Document passage:
L.L. Cool J also quickly learned to make sex his selling point. Perhaps it was
his youth, perhaps the times -- that brief period when "hard" didn't mean
ghetto-centric. But after the success of his 1985 minimalist debut,
Radio, his next move was the synth-washed and sincerity-soaked single "I
Need Love," which is often billed as rap's very first love ballad. Although he
caught a lot of flack for it, the song was a hit, and by his third album, the
sprawling, wildly ambitious Walk like a Panther, he had learned how to
work every angle between macho and mushy, discovering somewhere in the middle a
persona that no other male rapper could touch -- the smug but appreciative cad,
a lover of big ol' butts, jingling earrings, and other men's women (hey, he's
that type of guy). As he put it in his new memoir, I Make My Own Rules
(St. Martin's Press), "I kept listening to the great rappers and what made them
great. And I found that each of them was doing rhymes that accommodated their
voices. So I had to find mine. And I did."
If that sounds too easy, well, it is. Without overt boasting, I Make My Own
Rules demonstrates how much hard work actually went into that achievement.
In fact, the mere existence of the book is proof of L.L.'s extraordinary work
ethic. It comes out at a time when he's making an all-out attempt to become
hip-hop's biggest crossover star, appearing in numerous Hollywood films, major
advertising campaigns, charity drives, and sideline business ventures, not to
mention the third season of the UPN sit-com In the House. The book is
also an act of contrition, one that he obviously calculated was necessary
before he could make his bid for the mainstream limelight. At the ripe old age
of 29 (he turns 30 in January), L.L. can recount his rise, fall, and rise again
as a rapper, father, and responsible citizen, a story that reads like a
combination of a Reader's Digest Dickens tale and a 12-step testimonial.
As L.L. readily acknowledges, it's really a story about power. From the time
his father unloaded a shotgun into his mother and grandfather to the years of
physical abuse suffered at the hands of his stepfather and then to his rapid
development from uncontrollable school bully to adolescent mugger, L.L. seemed
condemned to repeat a cycle of violence as a means of gaining some semblance of
control in his life. Rap helped him escape his budding criminal career just in
time, but it also led to a different loss of control -- his overindulgence in
sex, a habit he recounts in Chapter 10, "Excess XXX." After hitting rock bottom
with his 1993 flop, 14 Shots to the Dome, he pulled himself back
up only by firing his entire business team, recommitting himself to the mother
of his three children, choosing a new manager (and "personal spiritual tutor"),
and then, finally, reviving his career with my fellow dinner guest's favorite
album, Mr. Smith.

Material provided:
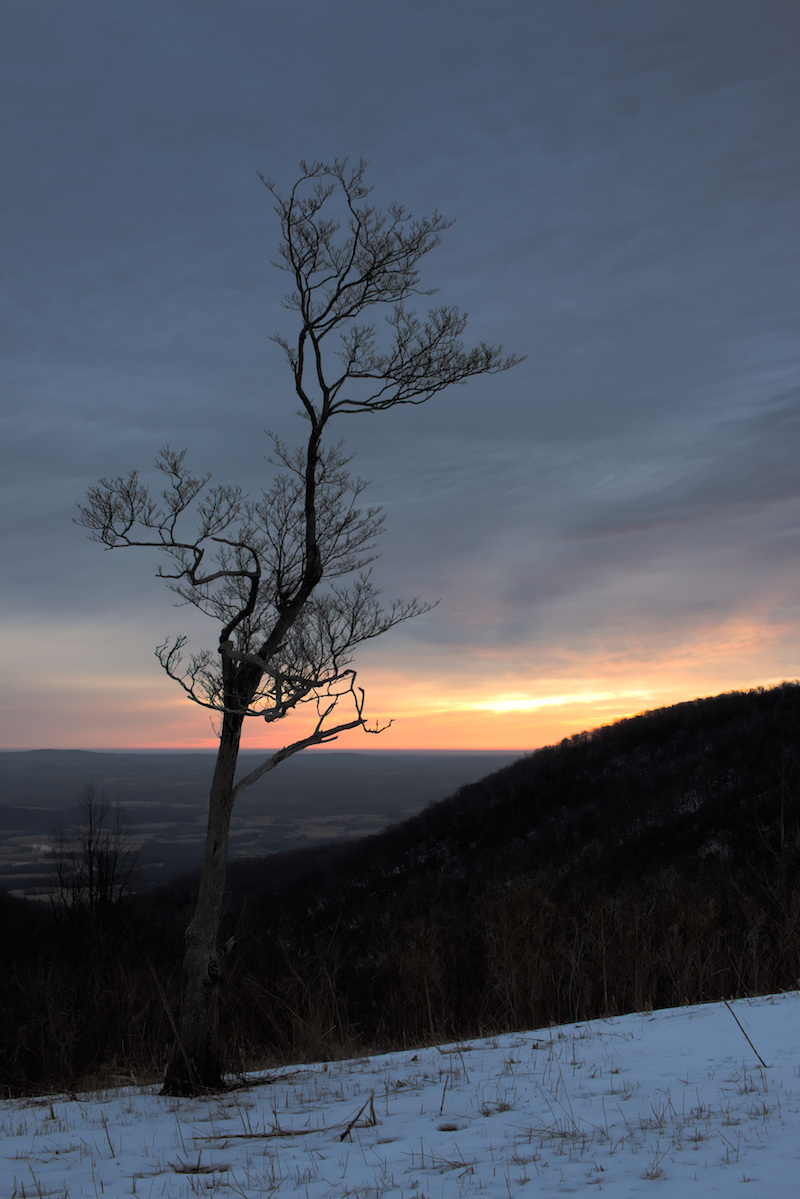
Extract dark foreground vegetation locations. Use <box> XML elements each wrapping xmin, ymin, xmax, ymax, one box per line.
<box><xmin>0</xmin><ymin>682</ymin><xmax>800</xmax><ymax>1095</ymax></box>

The problem:
Reproduce the portion of the L.L. Cool J passage above word for word, beginning at "If that sounds" and ending after "a 12-step testimonial.".

Problem solution:
If that sounds too easy, well, it is. Without overt boasting, I Make My Own
Rules demonstrates how much hard work actually went into that achievement.
In fact, the mere existence of the book is proof of L.L.'s extraordinary work
ethic. It comes out at a time when he's making an all-out attempt to become
hip-hop's biggest crossover star, appearing in numerous Hollywood films, major
advertising campaigns, charity drives, and sideline business ventures, not to
mention the third season of the UPN sit-com In the House. The book is
also an act of contrition, one that he obviously calculated was necessary
before he could make his bid for the mainstream limelight. At the ripe old age
of 29 (he turns 30 in January), L.L. can recount his rise, fall, and rise again
as a rapper, father, and responsible citizen, a story that reads like a
combination of a Reader's Digest Dickens tale and a 12-step testimonial.